* **Set problem**:
Quote each line of the material below that contains the string "roof". Matches must have the same uppercase and lowercase letters.

* **Listed records**:
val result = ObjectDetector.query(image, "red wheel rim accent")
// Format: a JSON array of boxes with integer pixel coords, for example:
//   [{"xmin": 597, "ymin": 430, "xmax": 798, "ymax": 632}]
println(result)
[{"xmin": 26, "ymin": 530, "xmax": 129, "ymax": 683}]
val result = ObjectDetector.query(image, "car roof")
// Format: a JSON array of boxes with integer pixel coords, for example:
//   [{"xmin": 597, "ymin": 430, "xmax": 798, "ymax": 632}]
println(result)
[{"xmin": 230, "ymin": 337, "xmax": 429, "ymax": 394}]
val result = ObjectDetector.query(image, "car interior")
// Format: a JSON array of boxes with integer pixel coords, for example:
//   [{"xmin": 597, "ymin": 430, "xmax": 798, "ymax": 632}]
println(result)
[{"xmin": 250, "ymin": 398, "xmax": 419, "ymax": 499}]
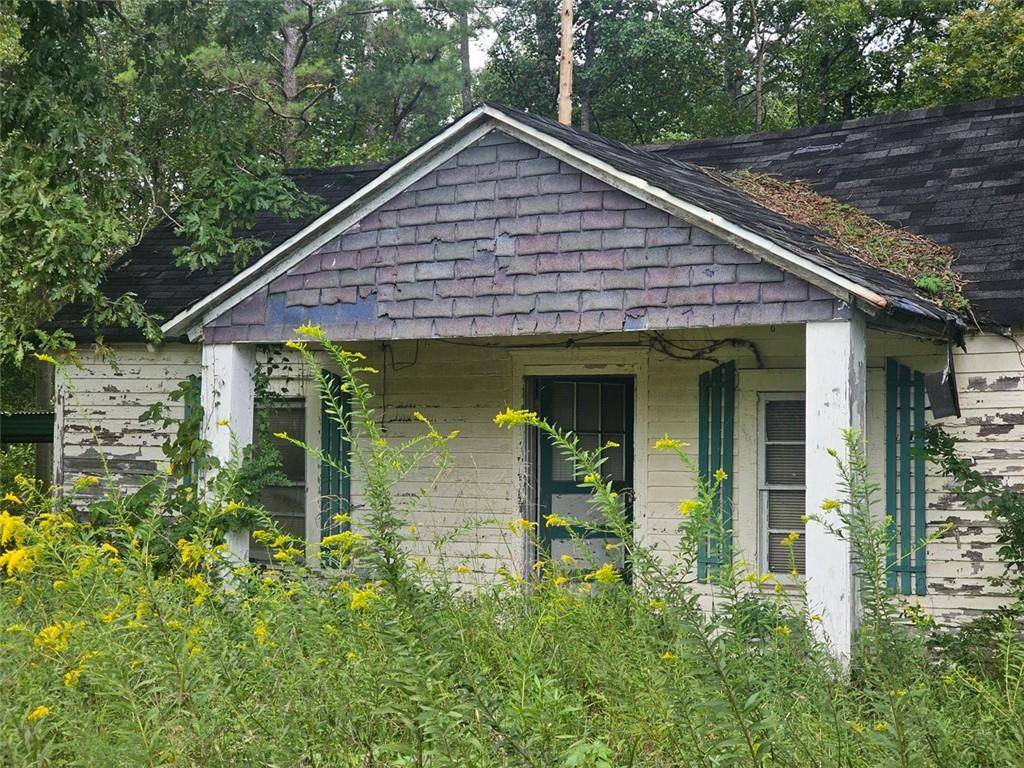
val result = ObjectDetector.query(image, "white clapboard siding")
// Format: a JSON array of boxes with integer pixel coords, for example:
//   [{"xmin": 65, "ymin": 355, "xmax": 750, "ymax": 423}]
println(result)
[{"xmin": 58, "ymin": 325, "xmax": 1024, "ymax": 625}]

...

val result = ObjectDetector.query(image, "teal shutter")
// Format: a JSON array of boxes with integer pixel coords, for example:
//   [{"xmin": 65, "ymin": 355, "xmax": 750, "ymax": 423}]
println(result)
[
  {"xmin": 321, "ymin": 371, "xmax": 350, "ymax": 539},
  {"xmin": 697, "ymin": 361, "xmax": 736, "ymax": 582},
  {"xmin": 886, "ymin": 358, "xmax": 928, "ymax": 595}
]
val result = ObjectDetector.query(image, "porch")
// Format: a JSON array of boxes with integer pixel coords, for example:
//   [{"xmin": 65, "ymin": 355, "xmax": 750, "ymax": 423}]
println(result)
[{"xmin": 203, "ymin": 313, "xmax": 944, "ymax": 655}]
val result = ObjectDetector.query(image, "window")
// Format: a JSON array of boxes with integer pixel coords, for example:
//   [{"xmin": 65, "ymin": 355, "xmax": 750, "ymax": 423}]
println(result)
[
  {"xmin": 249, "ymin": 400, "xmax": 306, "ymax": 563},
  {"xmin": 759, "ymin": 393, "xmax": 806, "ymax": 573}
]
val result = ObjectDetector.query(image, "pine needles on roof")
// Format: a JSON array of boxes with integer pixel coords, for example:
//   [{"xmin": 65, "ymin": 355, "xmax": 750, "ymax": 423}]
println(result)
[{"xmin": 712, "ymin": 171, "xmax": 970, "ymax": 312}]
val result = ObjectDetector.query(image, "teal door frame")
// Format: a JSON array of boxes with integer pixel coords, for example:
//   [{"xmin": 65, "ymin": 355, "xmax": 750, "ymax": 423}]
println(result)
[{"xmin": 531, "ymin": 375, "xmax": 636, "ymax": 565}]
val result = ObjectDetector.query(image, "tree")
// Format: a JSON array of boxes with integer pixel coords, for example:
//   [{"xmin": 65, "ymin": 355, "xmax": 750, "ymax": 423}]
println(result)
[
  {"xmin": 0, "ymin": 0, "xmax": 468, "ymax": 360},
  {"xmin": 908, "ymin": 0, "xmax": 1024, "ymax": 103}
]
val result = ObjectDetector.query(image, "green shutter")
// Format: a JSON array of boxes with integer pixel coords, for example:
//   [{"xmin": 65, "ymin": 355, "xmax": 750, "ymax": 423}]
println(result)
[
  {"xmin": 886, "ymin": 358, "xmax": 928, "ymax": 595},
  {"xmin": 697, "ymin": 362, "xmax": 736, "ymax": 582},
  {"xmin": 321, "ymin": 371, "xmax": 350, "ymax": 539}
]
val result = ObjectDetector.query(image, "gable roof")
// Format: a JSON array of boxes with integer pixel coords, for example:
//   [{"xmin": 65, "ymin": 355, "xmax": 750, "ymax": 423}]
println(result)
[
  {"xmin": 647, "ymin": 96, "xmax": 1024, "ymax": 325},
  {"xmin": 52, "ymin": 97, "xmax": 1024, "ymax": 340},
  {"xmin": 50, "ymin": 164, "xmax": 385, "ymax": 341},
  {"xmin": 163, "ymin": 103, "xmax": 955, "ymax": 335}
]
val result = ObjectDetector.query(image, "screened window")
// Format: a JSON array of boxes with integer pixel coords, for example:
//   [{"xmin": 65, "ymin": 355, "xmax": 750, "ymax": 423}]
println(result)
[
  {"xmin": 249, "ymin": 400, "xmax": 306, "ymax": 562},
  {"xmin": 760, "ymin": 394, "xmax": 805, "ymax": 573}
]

==

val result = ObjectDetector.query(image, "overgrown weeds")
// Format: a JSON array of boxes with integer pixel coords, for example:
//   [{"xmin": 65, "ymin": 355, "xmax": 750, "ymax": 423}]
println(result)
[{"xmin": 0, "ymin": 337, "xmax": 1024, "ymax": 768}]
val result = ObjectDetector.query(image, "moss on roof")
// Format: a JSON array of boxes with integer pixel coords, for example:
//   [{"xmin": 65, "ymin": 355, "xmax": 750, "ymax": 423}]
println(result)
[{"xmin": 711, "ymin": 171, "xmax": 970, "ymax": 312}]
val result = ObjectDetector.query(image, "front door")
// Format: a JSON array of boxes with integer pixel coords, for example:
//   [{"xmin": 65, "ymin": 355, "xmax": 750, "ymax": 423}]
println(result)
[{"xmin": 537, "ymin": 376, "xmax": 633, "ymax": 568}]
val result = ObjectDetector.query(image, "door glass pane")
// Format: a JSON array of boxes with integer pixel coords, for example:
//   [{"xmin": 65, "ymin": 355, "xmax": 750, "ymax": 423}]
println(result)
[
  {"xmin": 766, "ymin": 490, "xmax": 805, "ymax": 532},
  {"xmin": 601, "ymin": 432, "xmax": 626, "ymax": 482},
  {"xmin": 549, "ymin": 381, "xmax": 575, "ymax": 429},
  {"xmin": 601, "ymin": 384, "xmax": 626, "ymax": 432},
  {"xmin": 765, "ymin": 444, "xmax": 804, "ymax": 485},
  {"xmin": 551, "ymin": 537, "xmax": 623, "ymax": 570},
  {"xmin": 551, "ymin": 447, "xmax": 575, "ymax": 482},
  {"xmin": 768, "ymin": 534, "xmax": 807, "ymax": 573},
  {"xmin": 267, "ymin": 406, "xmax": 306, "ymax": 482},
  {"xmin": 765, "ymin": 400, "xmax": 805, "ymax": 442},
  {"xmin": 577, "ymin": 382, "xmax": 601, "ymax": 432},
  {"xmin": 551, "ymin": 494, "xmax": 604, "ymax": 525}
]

* **Response for this exercise**:
val result = ObjectDetector.query(image, "car roof")
val result = ObjectDetector.query(image, "pine needles on roof")
val result = ObjectDetector.query(image, "gable roof")
val result = ObjectDetector.query(image, "moss on roof")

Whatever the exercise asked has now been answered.